Das Bundesarbeitsgericht (BAG) hat die am 13. September 2022 verkündeten und seitdem mit Spannung erwarteten Entscheidungsgründe hinsichtlich der Arbeitszeiterfassung veröffentlicht.

In den Entscheidungsgründen stellt das BAG nochmals klar, dass ein ursprünglich vom Betriebsrat geltend gemachtes Initiativrecht zur Einführung eines (elektronischen) Arbeitszeiterfassungssystems nicht besteht, da der Arbeitgeber bereits zur Erfassung der Arbeitszeit der Beschäftigten verpflichtet sei. Eine solche Verpflichtung wird weiterhin aus § 3 Abs.2 Nr.1 ArbSchG abgeleitet, wonach der Arbeitgeber zur Durchführung von Maßnahmen des Arbeitsschutzes für eine geeignete Organisation zu sorgen und die erforderlichen Mittel hierfür bereitzustellen hat. Eine solche Verpflichtung bestehe – so das BAG weiter – unabhängig von der Regelung des § 16 Abs.2, wonach eigentlich nur die über die werktäglichen acht Stunden hinausgehenden Stunden vom Arbeitgeber zu erfassen sind.

• **Angezeigte Zeilen**:
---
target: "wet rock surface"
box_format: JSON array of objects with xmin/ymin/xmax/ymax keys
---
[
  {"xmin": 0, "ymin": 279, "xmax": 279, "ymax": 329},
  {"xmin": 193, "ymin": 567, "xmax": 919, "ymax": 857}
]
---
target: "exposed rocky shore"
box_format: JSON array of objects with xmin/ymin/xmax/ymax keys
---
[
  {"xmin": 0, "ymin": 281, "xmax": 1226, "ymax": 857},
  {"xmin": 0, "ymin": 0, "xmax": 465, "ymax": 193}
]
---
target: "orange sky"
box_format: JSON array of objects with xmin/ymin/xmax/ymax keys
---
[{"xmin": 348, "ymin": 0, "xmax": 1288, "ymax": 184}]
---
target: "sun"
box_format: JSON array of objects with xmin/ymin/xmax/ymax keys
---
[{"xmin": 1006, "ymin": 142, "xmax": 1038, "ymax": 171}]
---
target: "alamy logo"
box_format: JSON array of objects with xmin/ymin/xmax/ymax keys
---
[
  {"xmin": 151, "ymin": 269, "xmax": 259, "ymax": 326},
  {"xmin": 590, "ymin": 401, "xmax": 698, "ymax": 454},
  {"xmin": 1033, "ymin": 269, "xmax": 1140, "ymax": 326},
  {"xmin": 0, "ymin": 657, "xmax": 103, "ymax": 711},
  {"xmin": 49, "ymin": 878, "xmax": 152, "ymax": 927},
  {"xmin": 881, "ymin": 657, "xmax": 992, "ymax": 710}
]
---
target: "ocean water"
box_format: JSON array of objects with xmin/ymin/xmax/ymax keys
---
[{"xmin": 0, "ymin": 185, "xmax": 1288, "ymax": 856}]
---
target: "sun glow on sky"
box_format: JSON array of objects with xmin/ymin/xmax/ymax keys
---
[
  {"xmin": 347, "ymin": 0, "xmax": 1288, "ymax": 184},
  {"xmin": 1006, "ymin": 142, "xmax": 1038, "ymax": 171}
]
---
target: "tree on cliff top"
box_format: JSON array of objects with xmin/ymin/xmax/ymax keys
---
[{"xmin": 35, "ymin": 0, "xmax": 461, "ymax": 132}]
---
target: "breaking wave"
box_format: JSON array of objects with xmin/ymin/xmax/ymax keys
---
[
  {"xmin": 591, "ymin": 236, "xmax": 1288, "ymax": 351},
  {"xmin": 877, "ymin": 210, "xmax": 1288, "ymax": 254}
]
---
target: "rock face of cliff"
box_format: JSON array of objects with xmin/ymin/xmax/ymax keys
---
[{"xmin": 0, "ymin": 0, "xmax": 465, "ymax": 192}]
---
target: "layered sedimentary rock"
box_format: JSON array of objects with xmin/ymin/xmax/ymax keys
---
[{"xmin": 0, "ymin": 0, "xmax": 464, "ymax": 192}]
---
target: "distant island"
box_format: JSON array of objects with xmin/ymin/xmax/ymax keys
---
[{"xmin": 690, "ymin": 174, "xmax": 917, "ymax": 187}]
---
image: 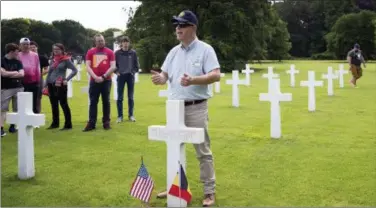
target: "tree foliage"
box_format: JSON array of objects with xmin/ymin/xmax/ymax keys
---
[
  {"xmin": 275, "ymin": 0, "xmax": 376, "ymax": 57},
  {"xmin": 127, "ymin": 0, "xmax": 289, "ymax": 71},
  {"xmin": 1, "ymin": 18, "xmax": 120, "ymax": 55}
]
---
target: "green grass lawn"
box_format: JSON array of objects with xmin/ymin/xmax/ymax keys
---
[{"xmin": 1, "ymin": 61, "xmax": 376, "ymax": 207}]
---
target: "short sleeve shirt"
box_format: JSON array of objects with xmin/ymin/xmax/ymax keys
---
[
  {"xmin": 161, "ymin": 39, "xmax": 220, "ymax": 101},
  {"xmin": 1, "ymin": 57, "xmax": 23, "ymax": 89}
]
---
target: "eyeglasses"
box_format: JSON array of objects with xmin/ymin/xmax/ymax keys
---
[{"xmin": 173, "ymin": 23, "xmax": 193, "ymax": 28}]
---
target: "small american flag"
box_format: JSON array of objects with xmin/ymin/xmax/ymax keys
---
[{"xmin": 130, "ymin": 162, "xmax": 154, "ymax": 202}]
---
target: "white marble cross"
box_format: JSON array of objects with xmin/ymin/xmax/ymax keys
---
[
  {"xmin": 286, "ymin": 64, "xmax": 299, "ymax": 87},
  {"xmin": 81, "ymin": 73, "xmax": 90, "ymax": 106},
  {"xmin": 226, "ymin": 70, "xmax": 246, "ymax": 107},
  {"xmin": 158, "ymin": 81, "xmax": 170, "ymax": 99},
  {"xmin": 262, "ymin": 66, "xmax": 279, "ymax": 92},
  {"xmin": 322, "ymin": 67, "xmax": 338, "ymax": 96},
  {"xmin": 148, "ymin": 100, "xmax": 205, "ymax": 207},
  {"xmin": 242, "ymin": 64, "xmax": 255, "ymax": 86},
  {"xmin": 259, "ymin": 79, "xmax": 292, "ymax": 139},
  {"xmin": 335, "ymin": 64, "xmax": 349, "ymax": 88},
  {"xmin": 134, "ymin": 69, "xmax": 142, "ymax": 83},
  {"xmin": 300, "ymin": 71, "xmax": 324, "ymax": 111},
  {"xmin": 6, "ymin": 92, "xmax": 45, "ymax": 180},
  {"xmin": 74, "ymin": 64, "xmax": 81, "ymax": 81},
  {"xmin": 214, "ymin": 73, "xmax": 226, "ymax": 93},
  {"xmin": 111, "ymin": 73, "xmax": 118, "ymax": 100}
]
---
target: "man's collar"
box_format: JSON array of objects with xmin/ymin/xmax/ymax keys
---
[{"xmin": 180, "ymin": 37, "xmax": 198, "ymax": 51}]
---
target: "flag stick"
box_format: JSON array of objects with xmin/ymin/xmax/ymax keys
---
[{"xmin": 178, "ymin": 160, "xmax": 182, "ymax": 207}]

• **Zu erledigende Aufgaben**:
[A] Nennen Sie bitte alle Institutionen und Personengruppen, die im Auszug vorkommen.
[B] Aus welcher Vorschrift leitet das BAG laut dem Auszug die Pflicht des Arbeitgebers zur Arbeitszeiterfassung ab?
Grundlage ist allein der Auszug.

• **Lösungen**:
[A]
- Bundesarbeitsgericht (BAG)
- Betriebsrat
- Arbeitgeber
- Beschäftigte

[B] Aus § 3 Abs.2 Nr.1 ArbSchG.